Die zulässige Berufung hat teilweise Erfolg, im Übrigen ist sie unbegründet.

Der Klägerin steht gegen die Beklagten ein Anspruch auf Zahlung von 513,00 € aus § 535 Abs. 2 BGB zu.

Die Miete war in streitgegenständlichen Zeitraum wegen der von den Geräuschen der Lüftungsanlage der Shisha-Lounge ausgehenden Gebrauchsbeeinträchtigung gemäß § 536 BGB um 10% gemindert.

In der Geräuschimmission liegt ein Mangel der Mietsache i.S.d. § 536 BGB, den die Beklagten auch unstreitig angezeigt haben.

Der Einwand der Berufung, auch das unstreitig vorhandene Geräusch der Belüftungsanlage sei mangels Beschaffenheitsvereinbarung hinzunehmen, geht fehl. Auch ohne Beschaffenheitsvereinbarung schuldet der Vermieter die Einhaltung öffentlich-rechtlicher Bestimmungen (BGH, Urteil vom 05. Juni 2013 – VIII ZR 287/12 –, juris). Bei der TA-Lärm handelt es sich um eine solche.

#####

Ziel der Übung » Um wie viel Prozent war die Miete laut dem Dokumentauszug im streitgegenständlichen Zeitraum gemindert?

Datensätze zur Punktannotation

#####

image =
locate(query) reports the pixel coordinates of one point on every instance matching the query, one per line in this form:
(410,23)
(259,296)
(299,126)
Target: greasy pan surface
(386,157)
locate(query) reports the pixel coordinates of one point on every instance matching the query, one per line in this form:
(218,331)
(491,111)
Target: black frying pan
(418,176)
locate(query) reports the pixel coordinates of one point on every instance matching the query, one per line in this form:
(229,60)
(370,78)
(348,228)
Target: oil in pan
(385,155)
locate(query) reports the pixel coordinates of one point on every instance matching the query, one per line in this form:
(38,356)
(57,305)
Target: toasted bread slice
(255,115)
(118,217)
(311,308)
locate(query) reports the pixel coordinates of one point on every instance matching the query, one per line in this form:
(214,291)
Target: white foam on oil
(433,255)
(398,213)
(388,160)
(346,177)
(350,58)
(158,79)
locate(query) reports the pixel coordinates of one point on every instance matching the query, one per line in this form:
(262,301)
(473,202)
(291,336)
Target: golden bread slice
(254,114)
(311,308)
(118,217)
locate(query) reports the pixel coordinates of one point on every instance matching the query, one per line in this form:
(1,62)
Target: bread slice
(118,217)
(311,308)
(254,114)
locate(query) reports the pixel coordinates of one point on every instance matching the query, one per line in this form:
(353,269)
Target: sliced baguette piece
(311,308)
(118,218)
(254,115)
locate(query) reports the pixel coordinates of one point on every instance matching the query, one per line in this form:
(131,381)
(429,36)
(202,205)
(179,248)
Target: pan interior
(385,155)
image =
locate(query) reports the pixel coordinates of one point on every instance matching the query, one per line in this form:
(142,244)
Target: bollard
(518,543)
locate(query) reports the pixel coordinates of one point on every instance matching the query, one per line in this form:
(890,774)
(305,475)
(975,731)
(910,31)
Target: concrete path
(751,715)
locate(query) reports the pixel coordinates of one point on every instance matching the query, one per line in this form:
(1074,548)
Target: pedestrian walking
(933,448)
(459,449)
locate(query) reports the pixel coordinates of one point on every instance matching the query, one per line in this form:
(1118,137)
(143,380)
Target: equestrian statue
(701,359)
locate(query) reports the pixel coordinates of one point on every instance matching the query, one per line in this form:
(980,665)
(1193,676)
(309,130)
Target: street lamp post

#####

Richtige Antwort » Um 10%.